Copy the entries from the first line through the line containing "[(75, 245)]", renaming every "Target" to "Label" and leaving everything else untouched. Leave the pictures out of your copy.

Dataset entries
*-*-*

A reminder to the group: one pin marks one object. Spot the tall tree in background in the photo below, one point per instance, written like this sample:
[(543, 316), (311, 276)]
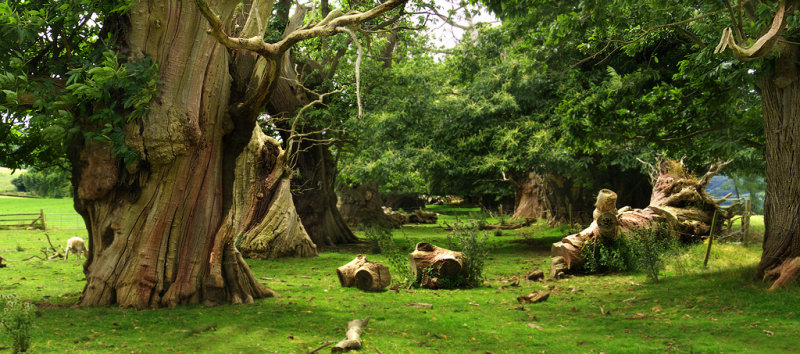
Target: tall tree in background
[(157, 103), (762, 37)]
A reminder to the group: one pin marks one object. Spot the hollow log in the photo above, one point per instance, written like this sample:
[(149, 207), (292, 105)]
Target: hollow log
[(373, 277), (352, 339), (678, 200), (366, 275), (443, 263)]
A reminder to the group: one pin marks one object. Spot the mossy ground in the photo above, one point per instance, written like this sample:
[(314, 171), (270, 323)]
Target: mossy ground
[(718, 309)]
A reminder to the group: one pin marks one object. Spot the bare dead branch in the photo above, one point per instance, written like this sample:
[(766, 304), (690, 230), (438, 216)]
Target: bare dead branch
[(763, 45), (260, 11), (254, 43), (357, 68), (332, 26)]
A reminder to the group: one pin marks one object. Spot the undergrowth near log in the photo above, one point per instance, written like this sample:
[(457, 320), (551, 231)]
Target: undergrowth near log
[(467, 238), (644, 250)]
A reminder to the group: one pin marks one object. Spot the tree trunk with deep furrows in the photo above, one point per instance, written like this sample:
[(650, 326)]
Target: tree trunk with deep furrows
[(558, 194), (780, 93), (163, 231), (313, 190), (526, 197)]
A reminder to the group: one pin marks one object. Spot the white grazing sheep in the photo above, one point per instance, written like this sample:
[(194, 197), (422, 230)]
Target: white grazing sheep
[(75, 245)]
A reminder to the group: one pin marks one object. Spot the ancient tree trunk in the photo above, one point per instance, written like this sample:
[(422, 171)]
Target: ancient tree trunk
[(526, 197), (559, 194), (313, 187), (780, 93), (161, 231), (431, 263), (362, 205), (366, 275), (678, 199), (315, 198), (273, 228)]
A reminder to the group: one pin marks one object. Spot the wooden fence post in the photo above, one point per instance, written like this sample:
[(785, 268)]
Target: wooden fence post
[(746, 223), (41, 215), (710, 238)]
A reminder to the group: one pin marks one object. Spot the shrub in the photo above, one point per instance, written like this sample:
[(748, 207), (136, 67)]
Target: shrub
[(381, 241), (649, 248), (602, 257), (642, 250), (16, 321), (475, 244)]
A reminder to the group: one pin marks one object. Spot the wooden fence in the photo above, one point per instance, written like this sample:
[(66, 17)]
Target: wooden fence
[(24, 220)]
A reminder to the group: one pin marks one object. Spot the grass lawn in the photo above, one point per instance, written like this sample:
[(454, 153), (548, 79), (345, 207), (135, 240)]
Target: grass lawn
[(718, 309)]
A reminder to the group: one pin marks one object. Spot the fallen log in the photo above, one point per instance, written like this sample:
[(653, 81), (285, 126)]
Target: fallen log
[(420, 216), (433, 262), (678, 200), (364, 274), (507, 226), (352, 339)]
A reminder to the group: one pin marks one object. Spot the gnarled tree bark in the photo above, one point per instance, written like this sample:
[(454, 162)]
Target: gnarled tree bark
[(526, 197), (162, 231), (678, 200)]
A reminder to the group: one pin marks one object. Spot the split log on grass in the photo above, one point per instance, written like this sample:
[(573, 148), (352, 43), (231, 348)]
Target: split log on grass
[(366, 275), (422, 217), (442, 262), (352, 338), (373, 277), (678, 199), (784, 274), (536, 296), (509, 225), (536, 275)]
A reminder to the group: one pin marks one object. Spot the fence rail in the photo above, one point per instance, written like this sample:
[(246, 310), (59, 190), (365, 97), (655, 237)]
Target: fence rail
[(23, 220)]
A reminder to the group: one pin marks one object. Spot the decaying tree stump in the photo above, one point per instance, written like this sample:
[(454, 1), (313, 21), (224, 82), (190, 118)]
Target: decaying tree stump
[(678, 199), (429, 263), (352, 339), (366, 275)]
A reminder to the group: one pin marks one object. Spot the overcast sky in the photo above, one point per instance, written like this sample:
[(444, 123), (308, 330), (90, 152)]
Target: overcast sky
[(446, 35)]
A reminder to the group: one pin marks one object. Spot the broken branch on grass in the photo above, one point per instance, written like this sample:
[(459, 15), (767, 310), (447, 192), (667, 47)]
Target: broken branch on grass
[(352, 338)]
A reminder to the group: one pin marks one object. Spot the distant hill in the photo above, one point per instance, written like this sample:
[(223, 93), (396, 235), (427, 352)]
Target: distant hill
[(720, 186)]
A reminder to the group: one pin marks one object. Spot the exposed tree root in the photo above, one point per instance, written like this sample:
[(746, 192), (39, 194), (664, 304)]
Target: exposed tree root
[(784, 274), (352, 338), (678, 199)]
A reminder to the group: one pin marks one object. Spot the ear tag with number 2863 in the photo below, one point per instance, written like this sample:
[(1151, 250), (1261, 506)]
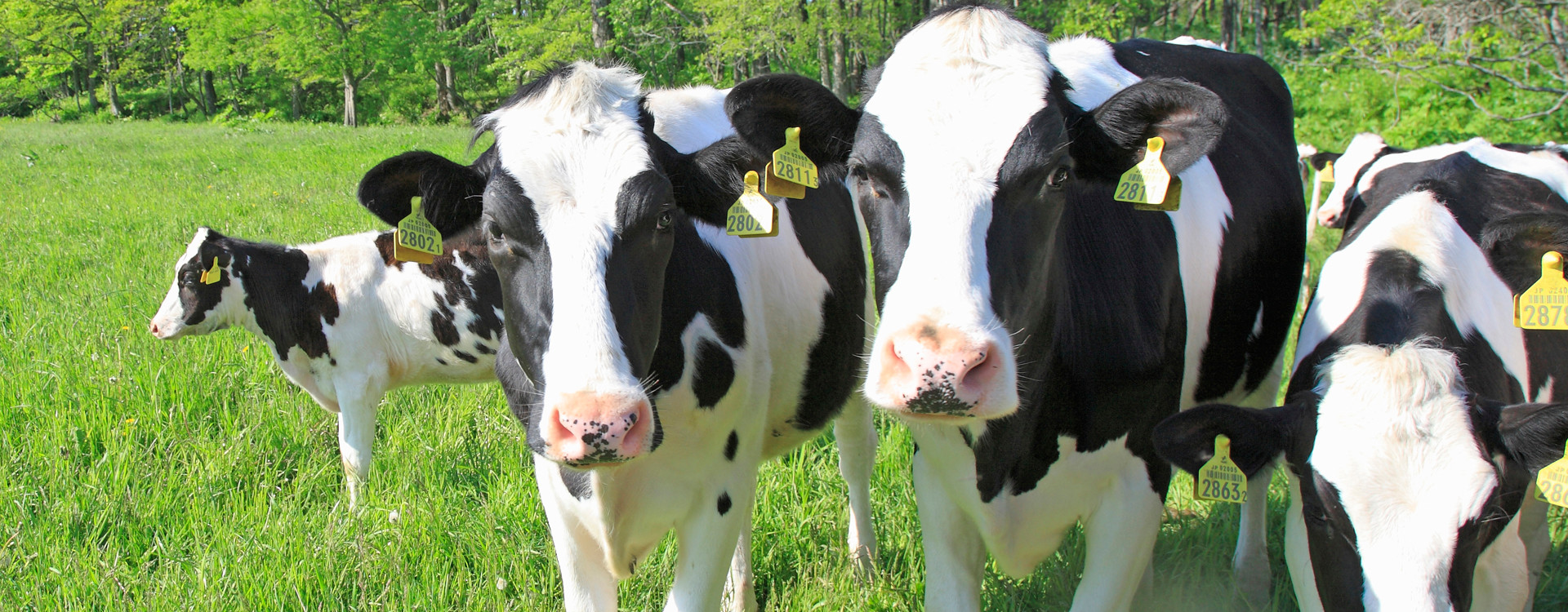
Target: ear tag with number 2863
[(1545, 304), (1220, 479), (751, 215), (1150, 185)]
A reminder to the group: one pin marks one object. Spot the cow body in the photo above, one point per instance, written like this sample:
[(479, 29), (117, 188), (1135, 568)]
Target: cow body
[(1396, 436), (344, 320), (1032, 329), (656, 361)]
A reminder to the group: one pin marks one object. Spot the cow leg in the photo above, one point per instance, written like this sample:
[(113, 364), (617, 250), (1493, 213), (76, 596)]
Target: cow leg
[(1250, 564), (1120, 543), (857, 436), (1537, 539), (709, 543), (356, 431), (954, 550), (741, 588), (587, 584)]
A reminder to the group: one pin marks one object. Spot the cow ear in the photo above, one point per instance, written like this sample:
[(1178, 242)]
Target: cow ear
[(1534, 434), (1515, 245), (1112, 138), (451, 193), (764, 107), (1256, 436)]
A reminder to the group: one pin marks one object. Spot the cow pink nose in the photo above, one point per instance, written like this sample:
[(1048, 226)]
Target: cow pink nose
[(938, 371), (593, 428)]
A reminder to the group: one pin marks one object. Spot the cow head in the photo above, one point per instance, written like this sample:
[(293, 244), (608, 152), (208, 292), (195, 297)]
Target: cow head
[(1404, 477), (201, 299), (961, 162)]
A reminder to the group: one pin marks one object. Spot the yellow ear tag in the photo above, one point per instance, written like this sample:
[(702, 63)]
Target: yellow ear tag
[(1220, 479), (1148, 184), (773, 185), (416, 238), (212, 276), (751, 215), (1552, 482), (1545, 304), (791, 163)]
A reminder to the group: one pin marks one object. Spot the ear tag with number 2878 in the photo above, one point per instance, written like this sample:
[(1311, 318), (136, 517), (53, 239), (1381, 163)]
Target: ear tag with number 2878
[(1150, 185), (751, 215), (1545, 304), (1220, 479)]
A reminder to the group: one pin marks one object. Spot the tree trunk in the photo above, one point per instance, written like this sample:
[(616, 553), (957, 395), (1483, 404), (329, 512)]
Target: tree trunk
[(349, 100), (603, 37)]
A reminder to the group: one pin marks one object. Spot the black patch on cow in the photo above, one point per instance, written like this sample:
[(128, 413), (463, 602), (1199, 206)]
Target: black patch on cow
[(715, 371), (577, 482)]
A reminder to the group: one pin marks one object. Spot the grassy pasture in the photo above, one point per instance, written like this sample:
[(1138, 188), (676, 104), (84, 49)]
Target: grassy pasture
[(148, 475)]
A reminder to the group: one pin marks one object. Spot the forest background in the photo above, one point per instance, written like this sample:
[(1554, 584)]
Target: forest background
[(1416, 71)]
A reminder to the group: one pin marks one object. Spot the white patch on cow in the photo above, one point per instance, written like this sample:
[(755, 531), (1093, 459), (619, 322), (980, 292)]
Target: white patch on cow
[(1394, 439), (571, 148), (956, 64), (1421, 226), (688, 118), (1186, 39)]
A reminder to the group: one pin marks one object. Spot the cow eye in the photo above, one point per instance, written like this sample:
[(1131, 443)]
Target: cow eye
[(1058, 177)]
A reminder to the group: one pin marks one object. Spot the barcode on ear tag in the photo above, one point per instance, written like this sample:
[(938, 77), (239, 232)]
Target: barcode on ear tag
[(751, 215), (1220, 479), (1545, 304)]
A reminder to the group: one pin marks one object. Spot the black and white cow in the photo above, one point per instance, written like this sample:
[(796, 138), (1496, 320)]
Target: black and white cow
[(344, 320), (1404, 361), (653, 359), (1032, 329)]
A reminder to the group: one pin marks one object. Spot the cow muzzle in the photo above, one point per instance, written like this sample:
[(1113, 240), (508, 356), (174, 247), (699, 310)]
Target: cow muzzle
[(935, 373), (595, 429)]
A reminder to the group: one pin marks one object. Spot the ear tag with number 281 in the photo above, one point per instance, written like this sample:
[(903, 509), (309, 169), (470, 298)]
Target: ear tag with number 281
[(416, 238), (1545, 304), (1220, 479), (751, 215), (1150, 185), (212, 276)]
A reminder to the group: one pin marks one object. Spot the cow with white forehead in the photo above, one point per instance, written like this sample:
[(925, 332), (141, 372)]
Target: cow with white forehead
[(654, 359), (1034, 329), (1407, 436), (344, 318)]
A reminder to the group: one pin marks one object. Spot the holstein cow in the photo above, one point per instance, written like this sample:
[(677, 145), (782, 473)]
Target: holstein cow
[(653, 359), (1416, 307), (1032, 329), (344, 320)]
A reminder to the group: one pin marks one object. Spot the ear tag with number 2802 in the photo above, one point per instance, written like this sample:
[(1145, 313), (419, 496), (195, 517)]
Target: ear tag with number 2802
[(751, 215), (416, 238), (1545, 304), (1150, 185), (1220, 479)]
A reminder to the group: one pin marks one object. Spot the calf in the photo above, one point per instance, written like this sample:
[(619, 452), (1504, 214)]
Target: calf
[(653, 359), (1034, 330), (1410, 332), (344, 320)]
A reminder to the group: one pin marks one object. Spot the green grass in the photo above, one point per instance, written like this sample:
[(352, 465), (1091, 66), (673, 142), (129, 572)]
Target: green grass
[(148, 475)]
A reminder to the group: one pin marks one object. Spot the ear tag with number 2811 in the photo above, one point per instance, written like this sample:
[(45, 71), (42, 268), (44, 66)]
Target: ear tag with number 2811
[(1545, 304), (751, 215), (416, 238), (1150, 185), (212, 276), (1220, 479)]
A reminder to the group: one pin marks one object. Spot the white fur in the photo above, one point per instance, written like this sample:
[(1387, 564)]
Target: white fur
[(381, 340)]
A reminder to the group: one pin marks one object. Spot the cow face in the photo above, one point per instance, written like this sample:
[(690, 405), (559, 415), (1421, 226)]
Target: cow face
[(195, 306), (961, 162), (1404, 477)]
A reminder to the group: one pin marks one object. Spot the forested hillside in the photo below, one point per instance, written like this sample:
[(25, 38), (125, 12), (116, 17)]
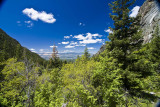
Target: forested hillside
[(125, 74), (10, 48)]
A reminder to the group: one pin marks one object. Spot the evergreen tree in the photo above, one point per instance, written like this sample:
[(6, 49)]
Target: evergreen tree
[(86, 53), (18, 51)]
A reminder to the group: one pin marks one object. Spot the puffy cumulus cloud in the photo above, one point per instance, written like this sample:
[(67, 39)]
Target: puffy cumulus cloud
[(65, 43), (73, 43), (29, 23), (67, 51), (66, 37), (18, 21), (53, 46), (88, 38), (90, 41), (41, 50), (108, 31), (69, 46), (79, 37), (91, 48), (134, 11), (81, 24), (43, 16), (32, 49)]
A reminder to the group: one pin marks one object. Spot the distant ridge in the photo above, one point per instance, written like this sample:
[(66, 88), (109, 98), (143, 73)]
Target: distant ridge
[(11, 45)]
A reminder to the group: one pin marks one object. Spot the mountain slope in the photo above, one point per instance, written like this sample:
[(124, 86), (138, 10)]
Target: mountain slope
[(10, 46)]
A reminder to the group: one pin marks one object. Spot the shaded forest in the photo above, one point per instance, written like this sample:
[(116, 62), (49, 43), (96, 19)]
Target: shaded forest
[(125, 74)]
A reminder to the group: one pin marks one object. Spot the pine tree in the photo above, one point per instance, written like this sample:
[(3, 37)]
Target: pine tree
[(5, 50), (18, 51), (86, 53), (155, 46)]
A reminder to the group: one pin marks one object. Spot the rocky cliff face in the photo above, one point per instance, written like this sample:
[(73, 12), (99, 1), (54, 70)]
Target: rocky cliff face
[(150, 18)]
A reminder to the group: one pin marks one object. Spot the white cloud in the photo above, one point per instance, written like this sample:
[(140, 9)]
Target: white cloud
[(69, 46), (80, 45), (108, 31), (18, 21), (67, 51), (29, 23), (35, 15), (32, 49), (41, 50), (91, 48), (53, 46), (65, 43), (89, 38), (66, 37), (89, 41), (73, 43), (79, 37), (134, 11), (81, 24)]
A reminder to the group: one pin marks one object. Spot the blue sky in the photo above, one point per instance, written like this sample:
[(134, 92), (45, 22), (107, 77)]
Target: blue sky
[(69, 24)]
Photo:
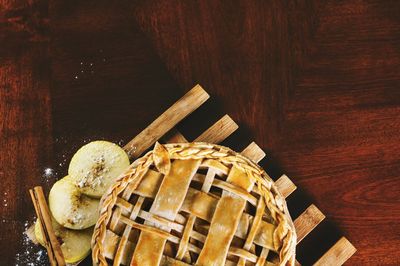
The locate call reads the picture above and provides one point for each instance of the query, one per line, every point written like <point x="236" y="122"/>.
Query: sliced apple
<point x="75" y="244"/>
<point x="70" y="208"/>
<point x="96" y="165"/>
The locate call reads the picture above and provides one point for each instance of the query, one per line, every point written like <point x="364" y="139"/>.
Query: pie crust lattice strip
<point x="193" y="203"/>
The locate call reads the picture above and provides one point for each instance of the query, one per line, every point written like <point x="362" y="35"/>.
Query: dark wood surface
<point x="314" y="83"/>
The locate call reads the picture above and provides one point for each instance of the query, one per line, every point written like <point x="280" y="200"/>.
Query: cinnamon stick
<point x="43" y="213"/>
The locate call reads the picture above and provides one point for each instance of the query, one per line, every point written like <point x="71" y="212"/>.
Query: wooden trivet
<point x="164" y="128"/>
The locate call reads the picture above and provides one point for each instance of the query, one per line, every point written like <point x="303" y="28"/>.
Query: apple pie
<point x="193" y="204"/>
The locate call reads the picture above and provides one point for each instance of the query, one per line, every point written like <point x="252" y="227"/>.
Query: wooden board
<point x="219" y="131"/>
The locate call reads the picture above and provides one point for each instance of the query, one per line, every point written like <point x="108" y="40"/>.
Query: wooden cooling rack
<point x="163" y="129"/>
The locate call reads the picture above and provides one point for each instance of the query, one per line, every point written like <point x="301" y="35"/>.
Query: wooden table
<point x="315" y="83"/>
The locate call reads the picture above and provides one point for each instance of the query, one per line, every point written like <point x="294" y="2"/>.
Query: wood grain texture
<point x="338" y="254"/>
<point x="192" y="100"/>
<point x="307" y="221"/>
<point x="314" y="82"/>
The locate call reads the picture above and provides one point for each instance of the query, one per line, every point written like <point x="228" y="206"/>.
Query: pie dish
<point x="193" y="204"/>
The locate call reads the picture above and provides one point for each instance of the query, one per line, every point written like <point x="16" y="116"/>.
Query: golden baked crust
<point x="193" y="203"/>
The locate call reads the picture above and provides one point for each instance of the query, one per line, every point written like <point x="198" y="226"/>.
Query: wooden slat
<point x="219" y="131"/>
<point x="337" y="254"/>
<point x="285" y="186"/>
<point x="166" y="121"/>
<point x="307" y="221"/>
<point x="174" y="136"/>
<point x="253" y="152"/>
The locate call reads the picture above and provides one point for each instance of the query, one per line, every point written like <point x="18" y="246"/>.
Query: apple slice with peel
<point x="70" y="208"/>
<point x="75" y="244"/>
<point x="95" y="166"/>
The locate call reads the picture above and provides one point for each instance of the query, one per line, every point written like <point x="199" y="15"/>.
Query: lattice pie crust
<point x="194" y="203"/>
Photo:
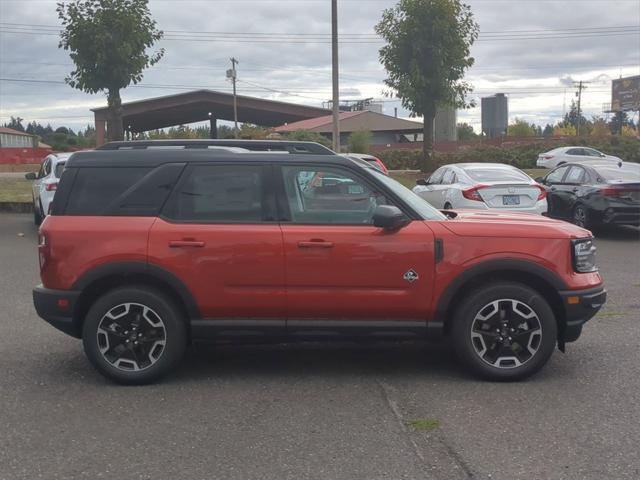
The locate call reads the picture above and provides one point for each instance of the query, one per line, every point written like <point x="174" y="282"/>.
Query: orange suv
<point x="153" y="245"/>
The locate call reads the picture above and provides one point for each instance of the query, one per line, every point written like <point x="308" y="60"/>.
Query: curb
<point x="16" y="207"/>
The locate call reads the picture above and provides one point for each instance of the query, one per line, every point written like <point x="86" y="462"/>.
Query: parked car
<point x="45" y="183"/>
<point x="149" y="249"/>
<point x="482" y="186"/>
<point x="559" y="156"/>
<point x="370" y="159"/>
<point x="595" y="194"/>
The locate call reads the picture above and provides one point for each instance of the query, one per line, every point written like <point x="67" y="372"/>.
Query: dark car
<point x="594" y="195"/>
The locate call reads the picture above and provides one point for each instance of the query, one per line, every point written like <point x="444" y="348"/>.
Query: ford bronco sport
<point x="153" y="245"/>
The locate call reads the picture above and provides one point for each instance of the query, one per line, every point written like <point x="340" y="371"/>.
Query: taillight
<point x="473" y="194"/>
<point x="43" y="250"/>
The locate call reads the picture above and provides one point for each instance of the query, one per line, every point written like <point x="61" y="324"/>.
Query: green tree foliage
<point x="306" y="136"/>
<point x="426" y="54"/>
<point x="108" y="42"/>
<point x="359" y="142"/>
<point x="15" y="123"/>
<point x="522" y="128"/>
<point x="466" y="132"/>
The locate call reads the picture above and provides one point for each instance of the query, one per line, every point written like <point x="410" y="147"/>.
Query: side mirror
<point x="389" y="217"/>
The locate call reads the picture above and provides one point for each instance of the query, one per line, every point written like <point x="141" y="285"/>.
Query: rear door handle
<point x="315" y="244"/>
<point x="185" y="243"/>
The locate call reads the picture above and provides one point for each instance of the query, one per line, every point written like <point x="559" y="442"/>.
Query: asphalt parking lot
<point x="317" y="411"/>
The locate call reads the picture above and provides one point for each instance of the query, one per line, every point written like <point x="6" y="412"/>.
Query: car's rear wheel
<point x="504" y="331"/>
<point x="134" y="335"/>
<point x="580" y="216"/>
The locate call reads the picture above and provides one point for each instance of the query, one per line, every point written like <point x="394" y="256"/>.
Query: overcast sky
<point x="531" y="49"/>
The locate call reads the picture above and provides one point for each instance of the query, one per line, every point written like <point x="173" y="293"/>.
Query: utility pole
<point x="579" y="95"/>
<point x="336" y="83"/>
<point x="232" y="74"/>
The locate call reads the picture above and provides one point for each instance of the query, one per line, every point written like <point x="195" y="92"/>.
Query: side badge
<point x="411" y="276"/>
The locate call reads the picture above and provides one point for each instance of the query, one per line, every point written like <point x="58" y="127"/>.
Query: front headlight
<point x="584" y="255"/>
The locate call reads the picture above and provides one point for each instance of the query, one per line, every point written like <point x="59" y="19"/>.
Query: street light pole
<point x="233" y="75"/>
<point x="336" y="83"/>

*-*-*

EXERCISE ANSWER
A reminder to the group: one pin marks one object. Spot the tall tree in background in the photo below, one point per instance, written like this sample:
[(543, 316), (311, 276)]
Label: tall tree in background
[(157, 103), (762, 37)]
A reminder to the group: one pin marks one object. Spot the hollow log in the photo above, one point per instance, written like this sample:
[(149, 207), (292, 105)]
Label: hollow log
[(373, 277), (352, 339), (678, 200), (366, 275), (443, 263)]
A reminder to the group: one pin marks one object. Spot the mossy ground in the photo above, one point per instance, written like this sample:
[(314, 171), (270, 323)]
Label: mossy ground
[(718, 309)]
A reminder to the group: one pin marks one object. Spot the bare dead branch in the photo above, one point per instance, written like this sample:
[(766, 304), (690, 230), (438, 216)]
Label: bare dead branch
[(763, 45), (260, 11), (254, 43), (357, 68), (332, 26)]
A reminder to the group: one pin marks one object. Spot the undergrowth near log in the photo above, one point per instance, written like this sample:
[(457, 320), (551, 231)]
Label: undergrowth near log
[(467, 238), (644, 250)]
A reminder to the group: one pin marks one object. Spot the tree trunk with deep furrows in the photo above, one point per instance, written like this sample:
[(650, 326)]
Label: tree trunk with deep furrows
[(558, 194), (780, 93), (163, 231), (313, 190), (526, 197)]
A reminder to the group: one pin marks one object. Spot the white grazing sheep in the photo above, one point per instance, written like this sample:
[(194, 197), (422, 230)]
Label: white grazing sheep
[(75, 245)]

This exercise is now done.